CONSIGNES DE L'EXERCICE:
a - Traduisez en anglais la phrase suivante du texte fourni : « Les troupeaux consistent en bœufs et en chameaux. »
b - Selon le texte fourni, à quelle caste appartient le commun des habitants ?
c - Reproduisez le passage du texte fourni compris entre « Au milieu d’un » et « des plantes sauvages. », ces deux bornes incluses.

TEXTE FOURNI:
————————

Tableau du royaume de Caboul et de ses dépendances dans la Perse, la Tartarie et l’Inde/Tome 1/Marche à travers le désert


MARCHE
À TRAVERS LE DÉSERT.

Au milieu d’un pays aussi aride, on trouve en abondance le melon d’eau, le plus juteux de tous les fruits. On ne peut contenir sa surprise à la vue de ces pastèques, de trois à quatre pieds de circonférence, croissant sur une tige aussi mince que celle du melon commun, parmi les sables du désert. On les sème, et probablement on leur donne quelque culture, mais elles viennent çà et là comme des plantes sauvages.

Le commun des habitans est de la caste des Jauts. Ceux d’une classe supérieure appartiennent aux Rajepouts. Les premiers sont petits, noirs, de mauvaise mine, et présentent l’horrible aspect de la misère ; les autres sont grands et beaux : leurs nez aquilins, et tous leurs traits leur donnent de la ressemblance avec les Juifs. Vains et superbes, ils affectent beaucoup d’indolence, et s’enivrent constamment d’opium.

Les troupeaux consistent en bœufs et en chameaux. Ceux-ci, extrêmement nombreux, servent à porter des hommes ou des fardeaux, et même à labourer la terre.

Le rat du désert fourmille dans ces contrées d’une manière étonnante. Les trous innombrables que font ces petits quadrupèdes, partout où le sola assez de force pour leur servir d’habitation, sont extrêmement incommodes pour les cavaliers, et même plus que la surface mobile du sable. Cet animal ressemble plus à un écureuil qu’à un rat ; il a l’extrémité de la queue touffue ; il aime à se tenir droit, et, comme le kangourou, croise ses pieds de devant. Enfin, quoique plus petit que la gerboise, il a beaucoup de ressemblance avec elle.

————————

DONNÉES FOURNIES:
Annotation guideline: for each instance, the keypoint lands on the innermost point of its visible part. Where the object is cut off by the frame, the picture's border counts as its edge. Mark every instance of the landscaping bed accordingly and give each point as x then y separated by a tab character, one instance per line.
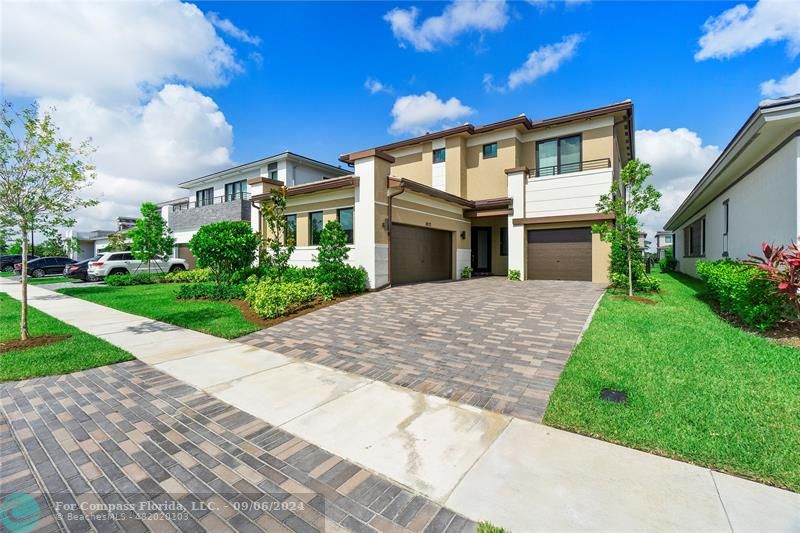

————————

RÉPONSES AUX CONSIGNES:
a - The herds consist of oxen and camels.

b - À la caste des Jauts.

c -
Au milieu d’un pays aussi aride, on trouve en abondance le melon d’eau, le plus juteux de tous les fruits. On ne peut contenir sa surprise à la vue de ces pastèques, de trois à quatre pieds de circonférence, croissant sur une tige aussi mince que celle du melon commun, parmi les sables du désert. On les sème, et probablement on leur donne quelque culture, mais elles viennent çà et là comme des plantes sauvages.